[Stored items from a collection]
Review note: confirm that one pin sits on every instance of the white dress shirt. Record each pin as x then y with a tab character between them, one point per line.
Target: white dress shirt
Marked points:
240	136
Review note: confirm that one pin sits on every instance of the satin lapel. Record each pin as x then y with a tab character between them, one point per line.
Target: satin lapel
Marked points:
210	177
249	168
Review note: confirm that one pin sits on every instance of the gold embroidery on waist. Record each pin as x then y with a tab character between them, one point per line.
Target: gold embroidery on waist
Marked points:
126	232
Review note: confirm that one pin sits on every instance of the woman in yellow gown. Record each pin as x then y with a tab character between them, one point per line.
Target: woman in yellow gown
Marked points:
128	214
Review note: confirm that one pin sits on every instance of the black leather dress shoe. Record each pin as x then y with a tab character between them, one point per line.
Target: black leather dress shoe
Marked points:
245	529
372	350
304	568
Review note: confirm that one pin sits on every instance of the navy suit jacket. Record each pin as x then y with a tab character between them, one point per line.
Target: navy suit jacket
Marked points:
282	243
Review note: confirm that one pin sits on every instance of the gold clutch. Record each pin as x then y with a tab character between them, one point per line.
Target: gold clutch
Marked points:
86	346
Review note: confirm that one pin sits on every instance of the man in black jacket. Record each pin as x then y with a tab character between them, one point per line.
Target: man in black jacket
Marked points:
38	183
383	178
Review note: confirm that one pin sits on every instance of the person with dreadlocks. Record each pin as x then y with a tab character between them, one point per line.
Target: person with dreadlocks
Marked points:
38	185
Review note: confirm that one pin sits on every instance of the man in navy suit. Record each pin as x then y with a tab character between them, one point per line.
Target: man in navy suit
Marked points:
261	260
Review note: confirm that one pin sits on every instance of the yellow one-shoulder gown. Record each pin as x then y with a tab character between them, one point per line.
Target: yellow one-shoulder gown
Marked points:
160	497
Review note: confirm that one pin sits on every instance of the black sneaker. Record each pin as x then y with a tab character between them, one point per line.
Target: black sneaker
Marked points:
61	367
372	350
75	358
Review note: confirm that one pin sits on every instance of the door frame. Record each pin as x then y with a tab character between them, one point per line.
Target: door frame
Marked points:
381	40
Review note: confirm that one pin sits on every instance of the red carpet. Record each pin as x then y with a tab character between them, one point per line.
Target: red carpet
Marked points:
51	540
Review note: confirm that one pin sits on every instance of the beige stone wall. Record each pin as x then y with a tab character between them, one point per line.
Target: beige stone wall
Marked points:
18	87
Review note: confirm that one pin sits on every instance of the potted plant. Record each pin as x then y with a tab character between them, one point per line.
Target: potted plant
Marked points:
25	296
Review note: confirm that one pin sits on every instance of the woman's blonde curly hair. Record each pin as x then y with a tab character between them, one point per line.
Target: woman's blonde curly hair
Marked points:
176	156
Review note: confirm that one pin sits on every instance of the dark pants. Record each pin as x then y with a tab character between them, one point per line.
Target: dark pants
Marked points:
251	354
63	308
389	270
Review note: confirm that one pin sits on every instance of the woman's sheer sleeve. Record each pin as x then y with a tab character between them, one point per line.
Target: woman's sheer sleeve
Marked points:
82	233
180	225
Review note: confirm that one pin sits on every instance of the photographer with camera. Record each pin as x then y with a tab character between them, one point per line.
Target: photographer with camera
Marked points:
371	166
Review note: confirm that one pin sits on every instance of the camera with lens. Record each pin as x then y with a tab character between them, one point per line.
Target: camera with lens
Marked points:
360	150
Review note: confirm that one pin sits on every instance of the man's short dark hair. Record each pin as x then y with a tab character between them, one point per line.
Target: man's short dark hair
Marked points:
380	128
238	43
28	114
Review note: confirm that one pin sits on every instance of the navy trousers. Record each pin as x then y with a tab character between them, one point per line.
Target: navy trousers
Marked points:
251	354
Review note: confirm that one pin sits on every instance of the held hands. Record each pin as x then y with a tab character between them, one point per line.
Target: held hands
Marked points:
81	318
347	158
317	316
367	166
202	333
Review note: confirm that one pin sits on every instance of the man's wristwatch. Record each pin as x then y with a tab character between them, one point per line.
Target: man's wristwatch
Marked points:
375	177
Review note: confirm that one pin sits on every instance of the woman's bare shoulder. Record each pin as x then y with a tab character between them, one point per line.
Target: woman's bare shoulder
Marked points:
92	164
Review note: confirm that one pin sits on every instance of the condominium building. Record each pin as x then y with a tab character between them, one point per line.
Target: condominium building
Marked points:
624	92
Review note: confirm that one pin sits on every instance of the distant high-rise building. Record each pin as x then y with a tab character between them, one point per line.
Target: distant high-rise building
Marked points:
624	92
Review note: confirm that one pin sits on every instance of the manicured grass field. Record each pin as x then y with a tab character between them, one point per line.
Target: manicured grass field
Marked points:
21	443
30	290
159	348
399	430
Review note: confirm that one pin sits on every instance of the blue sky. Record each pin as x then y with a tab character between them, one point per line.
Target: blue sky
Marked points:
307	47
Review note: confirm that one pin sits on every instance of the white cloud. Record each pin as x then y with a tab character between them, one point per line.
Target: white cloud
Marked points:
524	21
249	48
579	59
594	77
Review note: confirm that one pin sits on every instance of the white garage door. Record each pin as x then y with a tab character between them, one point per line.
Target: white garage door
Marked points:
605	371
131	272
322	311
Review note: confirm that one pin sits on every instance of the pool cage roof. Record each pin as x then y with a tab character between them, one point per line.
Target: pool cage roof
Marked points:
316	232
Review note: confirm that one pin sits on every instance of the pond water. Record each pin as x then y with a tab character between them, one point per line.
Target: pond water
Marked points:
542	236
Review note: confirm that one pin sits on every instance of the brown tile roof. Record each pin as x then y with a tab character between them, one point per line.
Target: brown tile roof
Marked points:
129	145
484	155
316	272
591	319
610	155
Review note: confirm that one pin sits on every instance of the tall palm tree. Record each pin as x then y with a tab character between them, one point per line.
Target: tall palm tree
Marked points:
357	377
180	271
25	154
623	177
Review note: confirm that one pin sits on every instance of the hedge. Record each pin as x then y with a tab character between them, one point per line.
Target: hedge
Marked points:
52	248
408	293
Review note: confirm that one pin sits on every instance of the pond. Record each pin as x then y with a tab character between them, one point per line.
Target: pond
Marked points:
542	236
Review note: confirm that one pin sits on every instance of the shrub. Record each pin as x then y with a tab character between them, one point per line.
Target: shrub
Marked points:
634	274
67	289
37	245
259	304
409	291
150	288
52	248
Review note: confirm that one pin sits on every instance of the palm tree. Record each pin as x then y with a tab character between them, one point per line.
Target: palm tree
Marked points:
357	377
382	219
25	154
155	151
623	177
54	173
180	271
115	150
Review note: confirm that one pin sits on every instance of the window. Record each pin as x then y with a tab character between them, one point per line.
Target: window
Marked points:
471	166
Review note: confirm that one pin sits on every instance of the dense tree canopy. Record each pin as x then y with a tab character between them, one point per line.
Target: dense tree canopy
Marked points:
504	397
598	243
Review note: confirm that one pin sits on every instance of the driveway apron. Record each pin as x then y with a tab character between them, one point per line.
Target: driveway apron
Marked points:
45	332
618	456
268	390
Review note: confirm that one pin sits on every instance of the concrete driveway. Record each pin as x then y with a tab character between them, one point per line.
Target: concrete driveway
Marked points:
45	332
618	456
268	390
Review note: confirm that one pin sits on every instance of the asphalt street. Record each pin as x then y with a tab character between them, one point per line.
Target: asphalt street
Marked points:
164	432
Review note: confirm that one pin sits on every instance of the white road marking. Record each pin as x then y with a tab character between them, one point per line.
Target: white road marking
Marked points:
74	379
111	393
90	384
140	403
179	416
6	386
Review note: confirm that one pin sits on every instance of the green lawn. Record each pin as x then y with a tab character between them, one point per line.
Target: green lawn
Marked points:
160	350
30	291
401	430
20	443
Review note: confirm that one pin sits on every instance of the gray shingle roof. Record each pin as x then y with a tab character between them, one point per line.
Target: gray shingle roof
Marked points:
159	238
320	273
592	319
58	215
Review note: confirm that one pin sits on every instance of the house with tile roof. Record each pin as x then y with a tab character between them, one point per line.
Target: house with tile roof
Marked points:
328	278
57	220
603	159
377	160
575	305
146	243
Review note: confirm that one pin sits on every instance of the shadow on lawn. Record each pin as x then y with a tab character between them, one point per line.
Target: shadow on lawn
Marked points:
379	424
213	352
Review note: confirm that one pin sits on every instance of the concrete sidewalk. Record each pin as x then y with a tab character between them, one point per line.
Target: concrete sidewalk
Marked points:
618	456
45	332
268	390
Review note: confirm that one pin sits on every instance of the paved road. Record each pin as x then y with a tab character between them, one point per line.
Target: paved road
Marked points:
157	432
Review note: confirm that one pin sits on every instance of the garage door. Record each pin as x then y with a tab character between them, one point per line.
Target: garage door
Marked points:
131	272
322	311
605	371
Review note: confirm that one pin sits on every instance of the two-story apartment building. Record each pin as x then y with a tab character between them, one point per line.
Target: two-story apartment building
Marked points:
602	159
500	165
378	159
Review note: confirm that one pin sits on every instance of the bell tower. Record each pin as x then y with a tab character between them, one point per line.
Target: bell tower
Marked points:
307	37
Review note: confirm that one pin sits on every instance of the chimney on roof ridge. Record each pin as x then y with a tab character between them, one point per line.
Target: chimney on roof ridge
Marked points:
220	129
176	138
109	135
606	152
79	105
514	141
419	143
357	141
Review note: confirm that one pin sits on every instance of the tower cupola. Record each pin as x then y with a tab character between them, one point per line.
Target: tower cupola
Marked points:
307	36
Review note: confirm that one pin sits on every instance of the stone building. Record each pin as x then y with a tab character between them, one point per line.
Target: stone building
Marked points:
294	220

Your instructions:
Reproduce exactly the line that holds "of the paved", then every line after it, ending with the final line of the records above.

Written solution:
Review note: confirm that one pin sits on every instance of the paved road. Record each pin as x then y with a tab character between them, one point per line.
Target: paved road
Marked points:
157	432
Review note: confirm that one pin sits on every instance of the garage door. Record each pin as x then y with a tab character between them, one point per line.
Target: garage door
Marked points:
131	272
322	311
605	371
Review note: confirm that one pin sits on every instance of the two-story apartment building. Record each pin as x then y with a tab character between them, one point per line.
Target: two-story apartment building
Marked points:
602	159
500	165
378	159
Review note: confirm that one pin sits on every instance of the bell tower. Record each pin as x then y with a tab character between them, one point per line.
Target: bell tower
Marked points:
307	37
Review note: confirm that one pin sits on every instance of the chimney on roof ridge. Record each pin as x then y with a tab character between them, one point per line.
Target: chimney on roof ridge
Marked points:
220	129
176	138
109	135
606	152
79	105
514	141
419	143
357	141
Review note: confirm that one pin sits on every instance of the tower cupola. Record each pin as x then y with a tab character between them, one point per line.
Target: tower cupola
Marked points:
307	36
Review note: confirm that one pin sits on every instance of the stone building. Record each pin as x then y with a tab character between them, one point per line.
Target: stone building
Marked points:
294	220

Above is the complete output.